▶ **Task to carry out**
Reproduce the passage of the Kafka consumer post below that opens with the words containing "I have three" and closes with "nothing to do.".

▶ **Document extract**
"""

I have three consumers and one producer in Kafka.
When the producer sends all the messages (there are 100 messages in my simple code), these messages are divided among three consumers, and my main problem is this division of messages.
Sometimes a message may be long, that's why one consumer may not be able to answer all the messages quickly, but another consumer who answers all the messages quickly becomes idle and has nothing to do.
How to have all the messages in the queue and whenever the consumers are done with their work, then receive the next message from the producer? (Of course, I don't know whether consumers receive messages from producers or topics, and I am a beginner in this field)
Thank you for guiding me completely.
I took a video about the working process, please watch it. According to the video, one consumer has finished its work and is idle, but the other two consumers are running.
Movie link.
My codes:
Topic:
kafka-topics --bootstrap-server localhost:9092 --create --topic numbers --partitions 4 --replication-factor 1
producer.py:
from time import sleep
from json import dumps
from kafka import KafkaProducer
producer = KafkaProducer(bootstrap_servers=['localhost:9092'], value_serializer=lambda x: dumps(x).encode('utf-8'))
for e in range(100):
data = {'number' : e}
producer.send('numbers', value=data)
print(f"Sending data : {data}")
consumer0.py:
import json
from kafka import KafkaConsumer
print("Connecting to consumer ...")

"""

▶ **Records shown**

"""

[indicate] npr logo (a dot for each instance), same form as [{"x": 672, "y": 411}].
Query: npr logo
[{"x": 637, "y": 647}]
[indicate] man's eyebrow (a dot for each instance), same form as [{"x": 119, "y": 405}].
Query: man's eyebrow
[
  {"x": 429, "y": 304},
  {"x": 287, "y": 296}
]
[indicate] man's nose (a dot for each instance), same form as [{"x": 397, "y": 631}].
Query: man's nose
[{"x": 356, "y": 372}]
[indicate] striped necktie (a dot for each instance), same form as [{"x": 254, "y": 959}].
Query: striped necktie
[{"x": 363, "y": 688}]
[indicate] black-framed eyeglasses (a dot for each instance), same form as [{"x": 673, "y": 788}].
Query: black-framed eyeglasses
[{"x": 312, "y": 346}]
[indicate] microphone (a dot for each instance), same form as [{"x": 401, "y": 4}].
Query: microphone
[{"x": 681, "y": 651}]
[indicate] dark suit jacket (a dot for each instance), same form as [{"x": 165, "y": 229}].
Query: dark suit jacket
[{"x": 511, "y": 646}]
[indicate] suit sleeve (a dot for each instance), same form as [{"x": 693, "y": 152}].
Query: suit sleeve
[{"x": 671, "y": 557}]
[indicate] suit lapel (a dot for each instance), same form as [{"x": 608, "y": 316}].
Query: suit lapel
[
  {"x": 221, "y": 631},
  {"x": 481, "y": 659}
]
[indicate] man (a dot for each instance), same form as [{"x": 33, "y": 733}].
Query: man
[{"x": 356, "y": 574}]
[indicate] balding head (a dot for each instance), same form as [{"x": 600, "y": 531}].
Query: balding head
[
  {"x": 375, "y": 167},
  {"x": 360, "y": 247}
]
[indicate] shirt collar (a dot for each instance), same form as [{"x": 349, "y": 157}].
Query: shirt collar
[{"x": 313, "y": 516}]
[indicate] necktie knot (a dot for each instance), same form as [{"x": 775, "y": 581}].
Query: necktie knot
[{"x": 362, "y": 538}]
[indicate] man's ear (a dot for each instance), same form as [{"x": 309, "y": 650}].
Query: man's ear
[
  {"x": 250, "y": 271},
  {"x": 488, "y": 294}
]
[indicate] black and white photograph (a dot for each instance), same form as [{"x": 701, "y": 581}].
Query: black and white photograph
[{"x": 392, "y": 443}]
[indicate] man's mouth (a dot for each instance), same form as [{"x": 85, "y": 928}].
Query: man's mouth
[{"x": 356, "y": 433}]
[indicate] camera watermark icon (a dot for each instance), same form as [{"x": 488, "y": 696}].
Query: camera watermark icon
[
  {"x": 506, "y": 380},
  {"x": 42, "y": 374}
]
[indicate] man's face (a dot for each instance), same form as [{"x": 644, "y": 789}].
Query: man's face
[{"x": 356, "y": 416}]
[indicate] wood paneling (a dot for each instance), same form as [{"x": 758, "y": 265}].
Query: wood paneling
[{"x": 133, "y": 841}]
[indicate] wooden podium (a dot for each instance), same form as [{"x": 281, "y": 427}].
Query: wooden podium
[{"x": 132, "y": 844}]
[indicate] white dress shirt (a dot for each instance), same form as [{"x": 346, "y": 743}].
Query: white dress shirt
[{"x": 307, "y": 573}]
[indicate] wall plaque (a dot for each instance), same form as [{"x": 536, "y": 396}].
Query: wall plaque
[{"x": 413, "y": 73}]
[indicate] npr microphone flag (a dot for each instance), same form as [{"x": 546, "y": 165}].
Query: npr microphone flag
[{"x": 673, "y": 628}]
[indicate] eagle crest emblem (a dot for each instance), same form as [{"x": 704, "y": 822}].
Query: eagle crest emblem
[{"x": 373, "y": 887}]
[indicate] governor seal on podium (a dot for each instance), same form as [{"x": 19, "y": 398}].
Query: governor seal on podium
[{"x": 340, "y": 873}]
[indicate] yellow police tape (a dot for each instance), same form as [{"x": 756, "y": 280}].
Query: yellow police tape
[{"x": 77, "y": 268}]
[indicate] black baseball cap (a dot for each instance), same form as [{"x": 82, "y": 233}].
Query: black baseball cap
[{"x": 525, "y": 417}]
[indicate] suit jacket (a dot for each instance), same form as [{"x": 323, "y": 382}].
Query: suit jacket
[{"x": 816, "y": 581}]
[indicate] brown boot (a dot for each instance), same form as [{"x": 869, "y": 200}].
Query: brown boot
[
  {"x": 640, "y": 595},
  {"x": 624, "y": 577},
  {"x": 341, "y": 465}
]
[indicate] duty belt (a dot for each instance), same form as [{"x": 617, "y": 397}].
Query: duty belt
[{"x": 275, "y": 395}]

"""

▶ **Exercise response**
I have three consumers and one producer in Kafka.
When the producer sends all the messages (there are 100 messages in my simple code), these messages are divided among three consumers, and my main problem is this division of messages.
Sometimes a message may be long, that's why one consumer may not be able to answer all the messages quickly, but another consumer who answers all the messages quickly becomes idle and has nothing to do.